*LIST OF TASKS*:
1 – Reproduce the part of the forecast discussion that begins at the words "At 1700 the" and ends after the words "feed of Odile.".
2 – Continue the forecast discussion after its last sentence.

*GIVEN PASSAGE*:
At 1700 the stalled sfc front was located just south of a Hamilton to
Sulpher Springs line with 1km satellite showing well defined convective
circulations along the front.Temps South of the front were in the upper
80s to near 90 with cool...cloudy and moist 70s north of the front.
In the upper levels there are a number of features that will impact our
weather going forward...one is a tropical wave in the Bay of Campeche...
another is a tropical disturbance at the tip of Baja California...and third
is a mid-latitude shortwave diving down out of MT. On satellite...a convective
cluster of storms is moving out of the South Plains while it appears another
cluster is trying to form across parts of the Concho valley into the Big
Country. This is likely due to a weak wave embedded within the upper flow
emenating out of Chihuahua from the moisture feed of Odile.

(Referring expression pointing data)
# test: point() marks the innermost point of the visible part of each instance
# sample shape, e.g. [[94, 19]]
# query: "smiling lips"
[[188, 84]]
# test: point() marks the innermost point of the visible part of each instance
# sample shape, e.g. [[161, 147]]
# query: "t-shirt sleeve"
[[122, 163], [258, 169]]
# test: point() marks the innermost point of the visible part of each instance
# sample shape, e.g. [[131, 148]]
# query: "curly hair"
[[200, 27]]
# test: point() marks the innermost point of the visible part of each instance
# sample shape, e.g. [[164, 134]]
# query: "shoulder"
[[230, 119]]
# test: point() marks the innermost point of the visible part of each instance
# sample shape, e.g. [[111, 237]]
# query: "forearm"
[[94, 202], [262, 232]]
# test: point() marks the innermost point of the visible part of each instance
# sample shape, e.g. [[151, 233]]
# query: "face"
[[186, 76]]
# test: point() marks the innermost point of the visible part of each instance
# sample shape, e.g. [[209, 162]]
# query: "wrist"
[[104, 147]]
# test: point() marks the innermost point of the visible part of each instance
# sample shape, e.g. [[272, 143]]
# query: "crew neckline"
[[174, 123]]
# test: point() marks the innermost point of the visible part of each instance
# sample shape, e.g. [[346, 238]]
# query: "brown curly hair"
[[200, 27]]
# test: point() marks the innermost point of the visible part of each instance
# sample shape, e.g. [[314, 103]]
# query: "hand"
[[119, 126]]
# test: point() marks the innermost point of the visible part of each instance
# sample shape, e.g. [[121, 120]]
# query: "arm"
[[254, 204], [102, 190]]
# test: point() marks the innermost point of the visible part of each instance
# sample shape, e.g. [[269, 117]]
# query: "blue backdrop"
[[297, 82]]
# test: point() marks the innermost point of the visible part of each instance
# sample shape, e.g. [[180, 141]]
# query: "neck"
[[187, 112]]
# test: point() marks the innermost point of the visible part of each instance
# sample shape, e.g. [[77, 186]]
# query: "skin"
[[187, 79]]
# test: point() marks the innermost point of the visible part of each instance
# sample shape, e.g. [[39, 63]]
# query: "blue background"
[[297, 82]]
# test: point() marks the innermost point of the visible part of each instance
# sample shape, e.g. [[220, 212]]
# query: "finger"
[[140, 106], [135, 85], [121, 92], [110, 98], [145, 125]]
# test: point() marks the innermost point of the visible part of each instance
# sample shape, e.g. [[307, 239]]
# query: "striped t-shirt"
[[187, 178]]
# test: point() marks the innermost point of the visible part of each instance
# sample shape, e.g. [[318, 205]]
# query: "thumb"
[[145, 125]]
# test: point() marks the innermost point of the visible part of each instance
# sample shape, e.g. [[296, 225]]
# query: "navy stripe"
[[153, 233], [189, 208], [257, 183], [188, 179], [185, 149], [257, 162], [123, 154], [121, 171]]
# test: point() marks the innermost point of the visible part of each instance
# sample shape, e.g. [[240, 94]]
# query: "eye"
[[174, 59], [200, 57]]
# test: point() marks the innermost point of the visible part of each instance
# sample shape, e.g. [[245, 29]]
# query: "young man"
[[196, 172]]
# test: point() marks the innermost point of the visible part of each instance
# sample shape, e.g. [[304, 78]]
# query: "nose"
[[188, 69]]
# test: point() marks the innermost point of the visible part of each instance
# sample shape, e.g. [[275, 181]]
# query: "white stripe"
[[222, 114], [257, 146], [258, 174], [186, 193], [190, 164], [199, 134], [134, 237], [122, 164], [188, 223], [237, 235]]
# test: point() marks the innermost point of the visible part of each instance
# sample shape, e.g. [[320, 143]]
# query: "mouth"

*ANSWERS TO THE PROBLEMS*:
1 –
At 1700 the stalled sfc front was located just south of a Hamilton to
Sulpher Springs line with 1km satellite showing well defined convective
circulations along the front.Temps South of the front were in the upper
80s to near 90 with cool...cloudy and moist 70s north of the front.
In the upper levels there are a number of features that will impact our
weather going forward...one is a tropical wave in the Bay of Campeche...
another is a tropical disturbance at the tip of Baja California...and third
is a mid-latitude shortwave diving down out of MT. On satellite...a convective
cluster of storms is moving out of the South Plains while it appears another
cluster is trying to form across parts of the Concho valley into the Big
Country. This is likely due to a weak wave embedded within the upper flow
emenating out of Chihuahua from the moisture feed of Odile.

2 –
Through the remainder of the diurnal heating cycle expect the front to move
very little without the aid of upper support. The combination of a somewhat
cool and moist boundary layer north of the front and a warm mC airmass south
of the front will create quite a temp discrepncy during the peak heating hours
...with temps south of the boundary heating into the mid to upper 90s and temps
in the upper 70s to near 80 north of the boundary. Precip chances today with
the front will mainly hinge on mesoscale convergence and solar heating as upper
support will be nill till after sundown. A secondary area of precip is possible
across the western zones with the wave discussed above. Models haven't picked up
on this feature but a moist column is in place so any wave/source of lift will result
in showers and storms with threat of heavy rainfall. Will go 30 pops about 30 miles
either side of the front as SPC mesoanalysis is still showing noteable moisture
convergence along the boundary and short term hi-res guidance does show a broken line
of showers and storms along a Goldthwaite to Waco to Palestine line much like we saw
yday in the NW zones. Main threat with these showers will be locally damaging winds
from microburts. Expect these cells to die off with the lost of daytime heating.
Will go 30 pops as well across the western and northwestern zones for any showers
and storms that develop there in the afternoon. Expect anything out west will be
scattered at best. Will keep an eye on this throughout the day and amend the forecast
Overnight the threat for heavy rainfall and potential flooding...mainly across
the southern zones...will increase due to a combination of several factors...
mainly being column moisture being 2 to 3 standard deviations above normal.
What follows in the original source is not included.